When you’re halfway through a book, have you ever wondered what would be the best ending?
The resolution of the plot? The characters reaching their goals? The characters finding some peace? The antagonist receiving their comeuppance? A positive change in the world?
Those are all good answers, and when you think of a stand-alone novel, you need most, if not, all of them. But what about a series? How do you determine which book ends when?
The first book needs a solid ending. There’s a commercial reason for this in that you never know whether more books (or movies) will follow. But there’s a storytelling reason as well: to play fair with your audience, you need to resolve the main plot and let your characters complete their journeys.
It’s obvious that the final book in a series has to wrap it all up. But the second book in a trilogy is often the one where the writer has the most latitude (this also applies to middle books in a longer series). You’ve established the universe and the characters, so you can play, but you don’t have to resolve everything. It’s also the one that can get you in the most trouble because you can leave too many hooks to untangle in later installments.
But where and how do you end? On a high note? A downer? A cliffhanger?
Let’s look at endings for a couple of stories I’m sure you’ve heard of, say the original Star Wars. The first movie resolves most everything: the characters have completed their journeys and the big threat has been defeated. You could stop there and have a satisfying story. A wayward spacecraft implies there may be more to come, but that’s incidental to this story. Now consider the ending of the second movie, The Empire Strikes Back. A big reveal, a small victory, a big defeat, and characters halfway through their transformation. The ending is both a downer and a cliffhanger. The story cannot stop there!

◆ DATA SECTION:
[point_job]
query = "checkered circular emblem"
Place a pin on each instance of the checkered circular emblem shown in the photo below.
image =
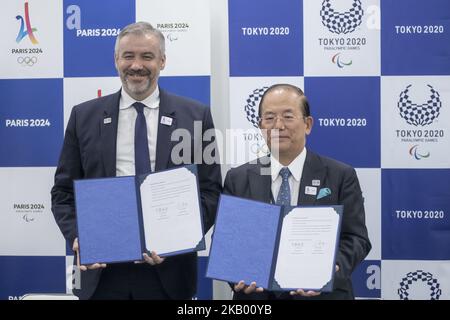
(435, 291)
(251, 108)
(419, 114)
(345, 22)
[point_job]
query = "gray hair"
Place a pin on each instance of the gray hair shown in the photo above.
(304, 103)
(141, 28)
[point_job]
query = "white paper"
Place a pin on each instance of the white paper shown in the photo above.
(171, 211)
(307, 248)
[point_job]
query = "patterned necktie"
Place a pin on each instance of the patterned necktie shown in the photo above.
(284, 195)
(141, 153)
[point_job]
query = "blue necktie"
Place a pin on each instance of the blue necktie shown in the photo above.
(141, 153)
(284, 195)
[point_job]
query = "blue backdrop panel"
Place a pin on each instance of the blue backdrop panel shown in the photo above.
(266, 42)
(90, 31)
(415, 37)
(415, 220)
(31, 118)
(347, 118)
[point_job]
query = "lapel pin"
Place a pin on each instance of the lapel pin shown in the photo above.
(311, 190)
(166, 120)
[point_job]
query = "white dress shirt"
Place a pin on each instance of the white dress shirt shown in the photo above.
(125, 131)
(296, 169)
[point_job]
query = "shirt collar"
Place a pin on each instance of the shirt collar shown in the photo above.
(295, 167)
(152, 101)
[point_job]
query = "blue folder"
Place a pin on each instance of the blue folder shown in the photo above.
(109, 219)
(245, 242)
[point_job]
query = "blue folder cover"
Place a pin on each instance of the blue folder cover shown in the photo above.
(108, 220)
(244, 241)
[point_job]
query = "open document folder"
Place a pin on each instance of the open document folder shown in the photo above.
(280, 248)
(120, 218)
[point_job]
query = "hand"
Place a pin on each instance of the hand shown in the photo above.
(76, 249)
(301, 292)
(154, 259)
(247, 289)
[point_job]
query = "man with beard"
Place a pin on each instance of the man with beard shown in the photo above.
(127, 133)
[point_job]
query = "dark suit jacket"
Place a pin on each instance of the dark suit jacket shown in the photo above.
(247, 182)
(89, 151)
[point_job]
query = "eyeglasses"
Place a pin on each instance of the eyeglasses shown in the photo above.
(287, 118)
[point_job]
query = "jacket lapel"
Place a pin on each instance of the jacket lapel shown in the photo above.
(108, 133)
(260, 184)
(163, 143)
(313, 169)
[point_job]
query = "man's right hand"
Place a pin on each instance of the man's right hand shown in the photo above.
(247, 289)
(94, 266)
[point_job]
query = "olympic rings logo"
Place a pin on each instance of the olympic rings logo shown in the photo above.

◆ COMPLETE THE FOLLOWING:
#1 Quote the stretch of the article on book endings from "It’s obvious that" through "in later installments.".
#2 In the article on book endings, which book in a trilogy often gives the writer the most latitude?

◆ SOLUTIONS IN ORDER:
#1
It’s obvious that the final book in a series has to wrap it all up. But the second book in a trilogy is often the one where the writer has the most latitude (this also applies to middle books in a longer series). You’ve established the universe and the characters, so you can play, but you don’t have to resolve everything. It’s also the one that can get you in the most trouble because you can leave too many hooks to untangle in later installments.

#2 The second book.